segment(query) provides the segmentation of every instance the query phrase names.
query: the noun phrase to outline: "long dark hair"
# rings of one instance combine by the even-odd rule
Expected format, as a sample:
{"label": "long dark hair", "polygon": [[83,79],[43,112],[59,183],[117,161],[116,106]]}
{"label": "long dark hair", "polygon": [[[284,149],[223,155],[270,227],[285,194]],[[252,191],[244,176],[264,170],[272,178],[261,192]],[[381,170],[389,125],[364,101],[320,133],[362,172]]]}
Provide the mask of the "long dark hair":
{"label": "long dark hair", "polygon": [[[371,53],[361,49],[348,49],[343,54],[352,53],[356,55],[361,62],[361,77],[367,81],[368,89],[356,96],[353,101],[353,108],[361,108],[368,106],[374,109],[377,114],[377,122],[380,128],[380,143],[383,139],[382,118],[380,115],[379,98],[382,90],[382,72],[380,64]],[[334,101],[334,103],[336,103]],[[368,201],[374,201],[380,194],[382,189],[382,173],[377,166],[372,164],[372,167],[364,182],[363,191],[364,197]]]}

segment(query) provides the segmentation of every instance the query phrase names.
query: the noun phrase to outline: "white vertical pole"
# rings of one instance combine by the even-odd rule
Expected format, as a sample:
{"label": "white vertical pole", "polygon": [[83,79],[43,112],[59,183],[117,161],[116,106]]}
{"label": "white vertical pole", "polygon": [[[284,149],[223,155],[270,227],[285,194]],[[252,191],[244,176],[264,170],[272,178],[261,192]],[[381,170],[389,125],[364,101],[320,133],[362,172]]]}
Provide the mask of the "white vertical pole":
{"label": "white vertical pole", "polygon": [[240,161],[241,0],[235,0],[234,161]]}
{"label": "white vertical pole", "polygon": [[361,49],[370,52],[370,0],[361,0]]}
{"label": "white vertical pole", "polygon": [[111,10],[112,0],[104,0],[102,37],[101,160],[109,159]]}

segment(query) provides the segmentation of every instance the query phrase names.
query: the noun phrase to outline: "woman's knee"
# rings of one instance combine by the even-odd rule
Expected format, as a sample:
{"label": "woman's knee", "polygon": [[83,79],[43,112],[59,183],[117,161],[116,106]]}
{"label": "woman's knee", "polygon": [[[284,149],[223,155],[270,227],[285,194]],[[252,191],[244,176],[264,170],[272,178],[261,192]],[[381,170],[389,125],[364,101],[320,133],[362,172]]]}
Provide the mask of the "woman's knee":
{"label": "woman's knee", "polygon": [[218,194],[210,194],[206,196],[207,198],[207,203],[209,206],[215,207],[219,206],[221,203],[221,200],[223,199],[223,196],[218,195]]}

•••••

*PROBLEM*.
Set down all of the entries exactly, please.

*FINISHED TASK*.
segment(query) provides the segmentation of every instance the query phrase names.
query: the noun phrase to outline: "long dark hair"
# rings of one instance combine by the even-odd rule
Expected format, as a sample:
{"label": "long dark hair", "polygon": [[83,79],[43,112],[59,183],[117,161],[116,106]]}
{"label": "long dark hair", "polygon": [[[284,149],[223,155],[270,227],[285,194]],[[252,191],[244,176],[264,170],[272,178],[261,192]],[[381,170],[389,125],[364,101],[320,133],[362,172]]]}
Provide the mask of the "long dark hair":
{"label": "long dark hair", "polygon": [[[371,53],[361,49],[348,49],[343,54],[352,53],[356,55],[361,62],[361,77],[367,81],[368,89],[356,96],[353,101],[353,108],[361,108],[368,106],[374,109],[377,114],[377,122],[380,128],[380,143],[383,139],[382,118],[380,115],[379,98],[382,90],[382,72],[380,64]],[[334,101],[334,103],[336,103]],[[368,201],[374,201],[380,194],[382,189],[382,173],[377,166],[372,164],[372,167],[364,182],[363,191],[364,197]]]}

segment(query) provides the segmentation of every instance the query phrase names.
query: the noun phrase to outline: "white vertical pole"
# rings of one instance combine by the even-odd rule
Expected format, as a sample:
{"label": "white vertical pole", "polygon": [[83,79],[43,112],[59,183],[117,161],[116,106]]}
{"label": "white vertical pole", "polygon": [[[284,149],[223,155],[270,227],[285,194]],[[252,191],[244,176],[264,170],[272,178],[261,192]],[[381,170],[389,125],[364,101],[320,133],[362,172]]]}
Provide the mask of the "white vertical pole":
{"label": "white vertical pole", "polygon": [[240,161],[241,0],[235,0],[234,161]]}
{"label": "white vertical pole", "polygon": [[361,49],[370,52],[370,0],[361,0]]}
{"label": "white vertical pole", "polygon": [[111,10],[112,0],[104,0],[102,37],[101,160],[109,159]]}

segment(query) provides the segmentation of every instance the query phrase names.
query: the noun phrase to outline: "woman's knee"
# rings of one instance combine by the even-odd rule
Expected format, as a sample:
{"label": "woman's knee", "polygon": [[83,79],[43,112],[59,183],[117,161],[116,106]]}
{"label": "woman's knee", "polygon": [[[284,149],[223,155],[270,227],[285,194]],[[252,191],[244,176],[264,170],[272,178],[261,192]],[[381,170],[389,125],[364,101],[320,133],[362,172]]]}
Provide the mask of the "woman's knee":
{"label": "woman's knee", "polygon": [[218,194],[210,194],[206,196],[207,198],[207,203],[209,206],[215,207],[219,206],[221,203],[221,200],[223,199],[223,196],[218,195]]}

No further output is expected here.